# Task objective
Find every line in the records below that contains the string "dark", and copy each of those lines. Match case exactly.

# Provided data
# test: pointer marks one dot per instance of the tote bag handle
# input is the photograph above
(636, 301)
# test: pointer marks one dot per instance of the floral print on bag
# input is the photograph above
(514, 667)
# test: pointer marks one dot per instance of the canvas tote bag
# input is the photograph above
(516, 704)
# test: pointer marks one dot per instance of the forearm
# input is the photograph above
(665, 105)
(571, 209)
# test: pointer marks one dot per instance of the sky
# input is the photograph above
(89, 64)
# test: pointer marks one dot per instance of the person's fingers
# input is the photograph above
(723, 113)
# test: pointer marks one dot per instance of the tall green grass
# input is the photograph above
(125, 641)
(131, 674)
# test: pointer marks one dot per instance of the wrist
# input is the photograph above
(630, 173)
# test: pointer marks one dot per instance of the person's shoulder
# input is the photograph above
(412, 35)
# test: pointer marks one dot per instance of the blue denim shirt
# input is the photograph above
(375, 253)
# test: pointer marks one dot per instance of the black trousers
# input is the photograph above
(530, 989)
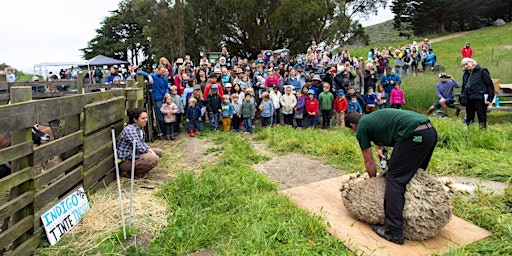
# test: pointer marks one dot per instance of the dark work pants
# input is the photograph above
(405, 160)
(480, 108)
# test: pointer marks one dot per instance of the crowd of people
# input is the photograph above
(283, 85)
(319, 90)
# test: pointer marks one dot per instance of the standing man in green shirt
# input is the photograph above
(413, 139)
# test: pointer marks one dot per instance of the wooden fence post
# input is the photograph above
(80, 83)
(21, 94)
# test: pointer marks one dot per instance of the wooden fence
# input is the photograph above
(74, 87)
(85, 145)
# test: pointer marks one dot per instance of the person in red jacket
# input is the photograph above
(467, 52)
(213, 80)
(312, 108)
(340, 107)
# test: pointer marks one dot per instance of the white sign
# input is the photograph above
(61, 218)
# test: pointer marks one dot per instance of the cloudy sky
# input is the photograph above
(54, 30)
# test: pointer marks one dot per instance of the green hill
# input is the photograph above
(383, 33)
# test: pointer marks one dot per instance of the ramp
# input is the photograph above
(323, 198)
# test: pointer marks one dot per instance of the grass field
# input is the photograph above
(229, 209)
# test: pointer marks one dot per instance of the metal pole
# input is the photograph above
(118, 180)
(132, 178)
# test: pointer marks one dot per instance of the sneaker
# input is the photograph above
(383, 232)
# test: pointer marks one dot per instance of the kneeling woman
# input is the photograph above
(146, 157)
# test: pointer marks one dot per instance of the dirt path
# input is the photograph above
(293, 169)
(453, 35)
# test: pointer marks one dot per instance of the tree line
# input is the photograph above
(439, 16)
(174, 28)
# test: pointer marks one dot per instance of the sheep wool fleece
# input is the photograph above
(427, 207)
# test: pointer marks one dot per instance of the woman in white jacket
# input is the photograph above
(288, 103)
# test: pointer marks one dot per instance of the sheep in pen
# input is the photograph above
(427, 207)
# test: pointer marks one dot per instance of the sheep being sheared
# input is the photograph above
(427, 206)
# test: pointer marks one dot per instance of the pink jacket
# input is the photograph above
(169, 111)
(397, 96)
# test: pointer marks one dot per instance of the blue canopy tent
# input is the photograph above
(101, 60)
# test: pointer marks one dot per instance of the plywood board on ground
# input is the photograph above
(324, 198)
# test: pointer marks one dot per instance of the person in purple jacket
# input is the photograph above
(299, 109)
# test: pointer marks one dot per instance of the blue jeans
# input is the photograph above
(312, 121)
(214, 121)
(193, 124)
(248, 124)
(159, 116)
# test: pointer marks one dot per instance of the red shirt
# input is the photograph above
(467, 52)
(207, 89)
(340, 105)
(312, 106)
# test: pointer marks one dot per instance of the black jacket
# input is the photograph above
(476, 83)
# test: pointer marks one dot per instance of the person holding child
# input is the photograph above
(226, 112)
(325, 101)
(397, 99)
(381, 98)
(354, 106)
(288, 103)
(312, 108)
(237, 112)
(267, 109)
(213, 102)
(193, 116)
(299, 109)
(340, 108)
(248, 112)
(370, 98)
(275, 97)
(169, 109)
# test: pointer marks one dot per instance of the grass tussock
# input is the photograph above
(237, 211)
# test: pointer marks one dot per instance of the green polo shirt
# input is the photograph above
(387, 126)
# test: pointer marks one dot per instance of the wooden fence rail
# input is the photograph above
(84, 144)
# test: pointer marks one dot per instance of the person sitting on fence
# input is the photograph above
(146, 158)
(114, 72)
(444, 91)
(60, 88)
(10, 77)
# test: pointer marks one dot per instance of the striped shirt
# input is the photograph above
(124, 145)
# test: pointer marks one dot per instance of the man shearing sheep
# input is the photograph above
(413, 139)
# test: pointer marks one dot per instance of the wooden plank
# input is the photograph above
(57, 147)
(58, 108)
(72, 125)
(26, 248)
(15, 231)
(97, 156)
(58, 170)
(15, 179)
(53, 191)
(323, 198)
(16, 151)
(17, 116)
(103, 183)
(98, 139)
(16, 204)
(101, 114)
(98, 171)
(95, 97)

---

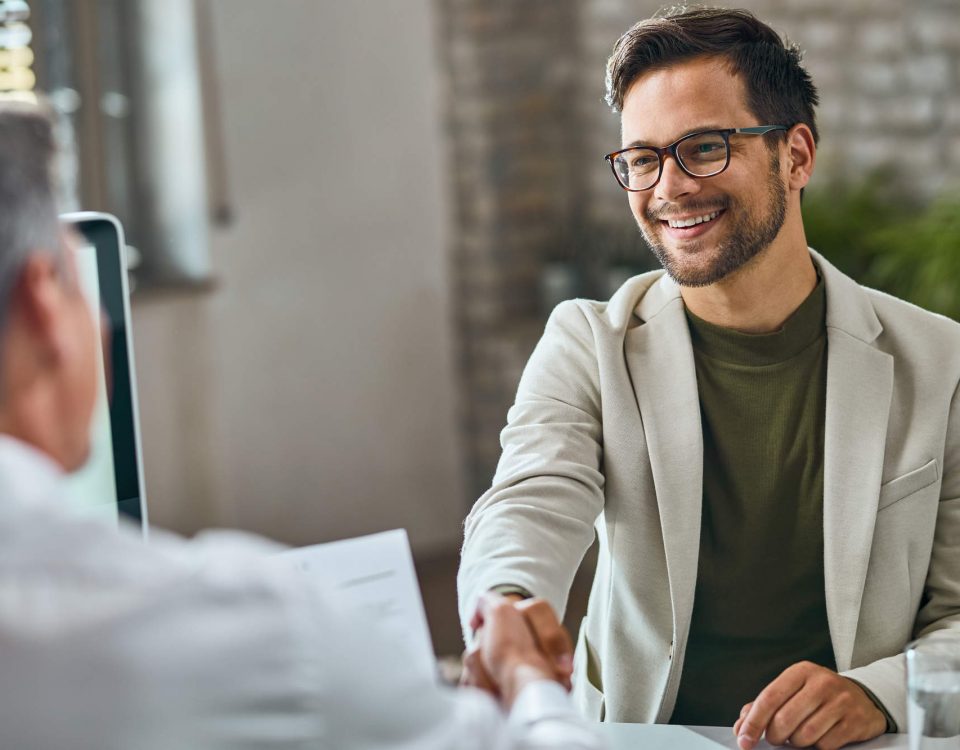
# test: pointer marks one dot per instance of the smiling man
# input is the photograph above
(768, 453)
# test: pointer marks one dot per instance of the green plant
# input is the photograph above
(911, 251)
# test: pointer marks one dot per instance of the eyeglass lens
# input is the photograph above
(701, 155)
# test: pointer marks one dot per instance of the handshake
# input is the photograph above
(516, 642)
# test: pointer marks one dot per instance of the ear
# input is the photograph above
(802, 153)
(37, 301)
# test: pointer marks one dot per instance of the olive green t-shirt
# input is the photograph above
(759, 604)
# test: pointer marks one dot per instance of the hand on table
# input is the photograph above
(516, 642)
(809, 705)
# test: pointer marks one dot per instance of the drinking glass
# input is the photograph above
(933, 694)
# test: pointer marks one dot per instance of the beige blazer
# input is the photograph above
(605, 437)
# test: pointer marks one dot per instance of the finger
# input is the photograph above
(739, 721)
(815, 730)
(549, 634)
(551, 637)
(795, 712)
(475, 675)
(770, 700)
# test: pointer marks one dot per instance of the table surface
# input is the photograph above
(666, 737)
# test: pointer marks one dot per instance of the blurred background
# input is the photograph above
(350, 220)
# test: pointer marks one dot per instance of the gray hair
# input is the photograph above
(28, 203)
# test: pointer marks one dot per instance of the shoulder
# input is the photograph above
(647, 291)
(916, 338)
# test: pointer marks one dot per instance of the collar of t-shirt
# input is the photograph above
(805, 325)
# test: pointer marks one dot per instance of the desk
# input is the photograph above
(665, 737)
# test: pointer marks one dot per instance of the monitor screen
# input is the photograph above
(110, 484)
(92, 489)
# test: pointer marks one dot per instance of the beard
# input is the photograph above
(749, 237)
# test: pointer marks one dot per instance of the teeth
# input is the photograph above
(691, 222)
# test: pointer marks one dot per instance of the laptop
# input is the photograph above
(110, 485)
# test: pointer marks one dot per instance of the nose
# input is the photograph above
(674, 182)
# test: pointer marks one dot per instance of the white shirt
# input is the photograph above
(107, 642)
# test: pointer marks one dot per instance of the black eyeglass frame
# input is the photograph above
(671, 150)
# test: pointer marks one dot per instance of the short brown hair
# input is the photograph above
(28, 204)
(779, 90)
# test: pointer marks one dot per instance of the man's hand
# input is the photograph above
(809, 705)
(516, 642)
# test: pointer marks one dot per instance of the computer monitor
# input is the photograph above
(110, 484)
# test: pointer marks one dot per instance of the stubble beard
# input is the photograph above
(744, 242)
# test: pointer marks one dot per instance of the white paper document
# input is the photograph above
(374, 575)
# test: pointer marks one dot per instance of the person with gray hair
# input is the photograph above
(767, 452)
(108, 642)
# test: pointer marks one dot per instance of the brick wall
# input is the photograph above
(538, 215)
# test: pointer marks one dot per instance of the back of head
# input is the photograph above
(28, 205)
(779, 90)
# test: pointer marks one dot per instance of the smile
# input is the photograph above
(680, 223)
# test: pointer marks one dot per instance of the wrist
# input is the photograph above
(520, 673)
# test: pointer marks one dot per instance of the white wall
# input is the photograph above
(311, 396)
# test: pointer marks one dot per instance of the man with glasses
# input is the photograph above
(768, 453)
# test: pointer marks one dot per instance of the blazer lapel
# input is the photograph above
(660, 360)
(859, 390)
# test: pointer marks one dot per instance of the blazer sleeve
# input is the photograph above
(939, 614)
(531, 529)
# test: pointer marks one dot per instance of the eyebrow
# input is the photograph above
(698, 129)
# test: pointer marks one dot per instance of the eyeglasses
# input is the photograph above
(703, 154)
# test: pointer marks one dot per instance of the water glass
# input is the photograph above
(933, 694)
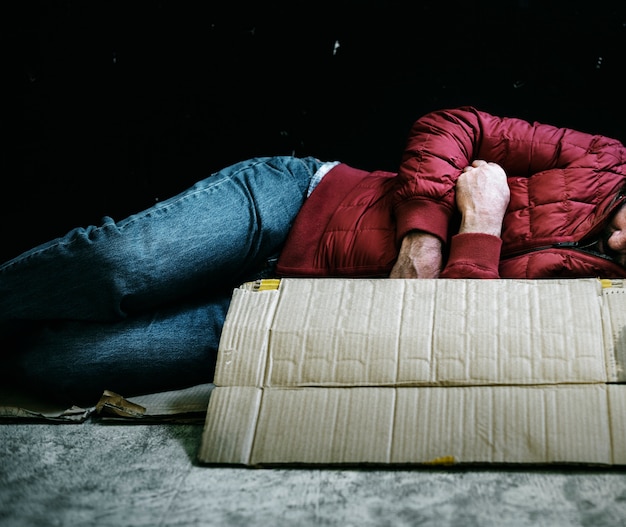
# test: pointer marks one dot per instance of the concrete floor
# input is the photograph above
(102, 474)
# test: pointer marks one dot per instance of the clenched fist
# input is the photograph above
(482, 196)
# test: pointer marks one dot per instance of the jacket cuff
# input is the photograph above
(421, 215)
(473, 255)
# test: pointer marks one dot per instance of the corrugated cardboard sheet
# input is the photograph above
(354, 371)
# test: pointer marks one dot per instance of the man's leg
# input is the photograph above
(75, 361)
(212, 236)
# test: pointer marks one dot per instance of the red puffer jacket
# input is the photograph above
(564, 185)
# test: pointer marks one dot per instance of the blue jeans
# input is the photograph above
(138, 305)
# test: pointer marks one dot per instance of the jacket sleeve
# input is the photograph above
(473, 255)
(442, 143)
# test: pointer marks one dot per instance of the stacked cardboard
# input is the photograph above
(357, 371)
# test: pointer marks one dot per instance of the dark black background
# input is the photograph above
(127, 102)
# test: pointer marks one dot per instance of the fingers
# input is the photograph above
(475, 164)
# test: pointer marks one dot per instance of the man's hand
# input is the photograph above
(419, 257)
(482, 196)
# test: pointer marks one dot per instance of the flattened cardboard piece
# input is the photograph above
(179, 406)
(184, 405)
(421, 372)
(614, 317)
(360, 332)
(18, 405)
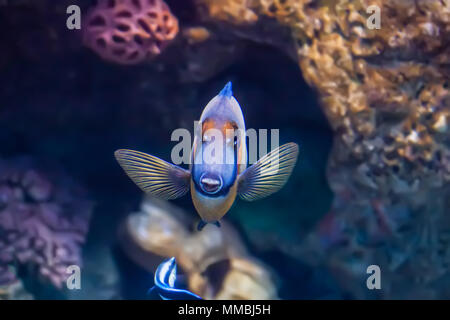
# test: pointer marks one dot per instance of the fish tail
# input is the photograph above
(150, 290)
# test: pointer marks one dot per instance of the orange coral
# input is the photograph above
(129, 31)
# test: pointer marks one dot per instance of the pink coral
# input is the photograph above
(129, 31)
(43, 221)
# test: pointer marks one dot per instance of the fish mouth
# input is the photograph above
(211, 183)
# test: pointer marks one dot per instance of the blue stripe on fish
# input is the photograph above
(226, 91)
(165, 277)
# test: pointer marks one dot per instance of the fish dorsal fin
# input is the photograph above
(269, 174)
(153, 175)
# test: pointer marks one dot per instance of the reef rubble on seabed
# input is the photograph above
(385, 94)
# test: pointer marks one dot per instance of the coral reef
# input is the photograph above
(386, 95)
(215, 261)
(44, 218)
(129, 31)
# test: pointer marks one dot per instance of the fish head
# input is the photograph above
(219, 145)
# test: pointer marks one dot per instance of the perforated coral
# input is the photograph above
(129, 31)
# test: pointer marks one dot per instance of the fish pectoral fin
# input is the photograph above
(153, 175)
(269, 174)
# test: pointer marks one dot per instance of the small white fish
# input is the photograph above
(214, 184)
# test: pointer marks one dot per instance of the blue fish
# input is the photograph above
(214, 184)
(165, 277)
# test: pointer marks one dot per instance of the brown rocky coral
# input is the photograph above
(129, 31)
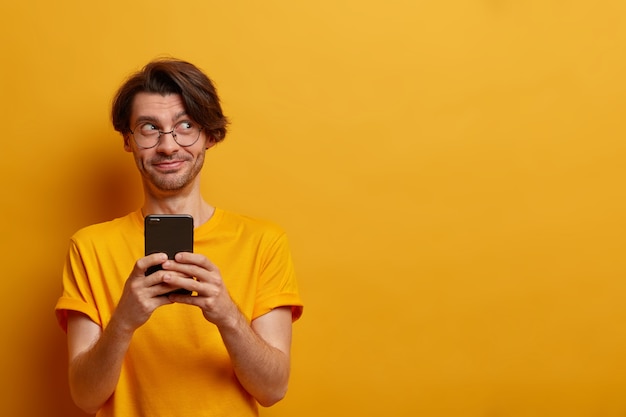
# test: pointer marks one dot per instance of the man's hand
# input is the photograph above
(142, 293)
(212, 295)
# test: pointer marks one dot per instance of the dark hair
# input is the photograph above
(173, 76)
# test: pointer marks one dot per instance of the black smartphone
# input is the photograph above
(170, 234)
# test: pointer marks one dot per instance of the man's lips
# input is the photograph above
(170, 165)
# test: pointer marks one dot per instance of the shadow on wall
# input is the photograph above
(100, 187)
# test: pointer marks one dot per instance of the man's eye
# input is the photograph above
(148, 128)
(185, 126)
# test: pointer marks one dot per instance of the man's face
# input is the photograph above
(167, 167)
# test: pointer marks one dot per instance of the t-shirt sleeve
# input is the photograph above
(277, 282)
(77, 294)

---

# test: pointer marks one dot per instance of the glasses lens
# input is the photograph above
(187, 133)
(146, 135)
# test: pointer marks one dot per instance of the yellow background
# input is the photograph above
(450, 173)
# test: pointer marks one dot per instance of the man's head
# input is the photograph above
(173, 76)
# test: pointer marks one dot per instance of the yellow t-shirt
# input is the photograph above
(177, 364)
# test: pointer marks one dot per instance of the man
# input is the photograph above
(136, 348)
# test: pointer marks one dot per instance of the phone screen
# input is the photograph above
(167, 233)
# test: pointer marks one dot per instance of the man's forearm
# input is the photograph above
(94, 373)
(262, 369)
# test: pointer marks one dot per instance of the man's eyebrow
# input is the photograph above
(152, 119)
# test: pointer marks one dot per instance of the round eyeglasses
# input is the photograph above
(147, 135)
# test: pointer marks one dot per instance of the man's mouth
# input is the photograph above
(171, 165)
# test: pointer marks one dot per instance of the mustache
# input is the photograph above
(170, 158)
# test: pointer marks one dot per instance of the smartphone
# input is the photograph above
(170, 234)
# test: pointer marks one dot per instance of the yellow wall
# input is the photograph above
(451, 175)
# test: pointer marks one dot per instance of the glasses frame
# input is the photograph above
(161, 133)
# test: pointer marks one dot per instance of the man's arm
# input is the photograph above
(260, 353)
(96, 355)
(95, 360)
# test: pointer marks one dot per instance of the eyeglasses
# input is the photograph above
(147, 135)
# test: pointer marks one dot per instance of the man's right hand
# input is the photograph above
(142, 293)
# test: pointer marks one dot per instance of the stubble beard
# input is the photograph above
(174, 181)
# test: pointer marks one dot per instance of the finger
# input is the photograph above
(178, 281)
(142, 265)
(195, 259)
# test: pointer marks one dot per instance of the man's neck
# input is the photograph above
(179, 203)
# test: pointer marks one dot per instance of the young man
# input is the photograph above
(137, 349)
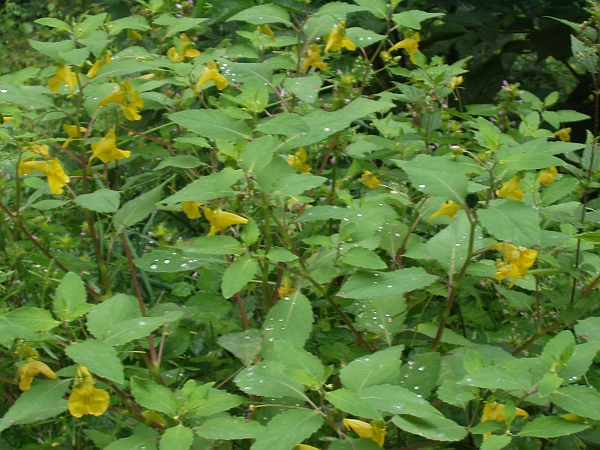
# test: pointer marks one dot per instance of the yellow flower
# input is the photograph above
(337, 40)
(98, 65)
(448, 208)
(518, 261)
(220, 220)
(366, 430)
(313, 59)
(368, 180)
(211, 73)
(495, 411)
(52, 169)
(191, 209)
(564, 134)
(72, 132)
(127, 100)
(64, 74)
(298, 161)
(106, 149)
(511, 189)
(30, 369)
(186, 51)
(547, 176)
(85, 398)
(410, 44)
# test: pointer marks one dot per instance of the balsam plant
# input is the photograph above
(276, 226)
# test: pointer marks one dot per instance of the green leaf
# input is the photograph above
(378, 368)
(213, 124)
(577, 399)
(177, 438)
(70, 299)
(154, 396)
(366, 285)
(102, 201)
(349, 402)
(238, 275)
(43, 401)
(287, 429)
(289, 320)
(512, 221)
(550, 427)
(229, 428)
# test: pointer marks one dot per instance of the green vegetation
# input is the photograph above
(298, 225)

# Written response
# test: pointer marks one dot per instance of the dark work pants
# test: pointer marks one dot per instance of the dark black background
# test: pointer marks one dot per instance of the dark hair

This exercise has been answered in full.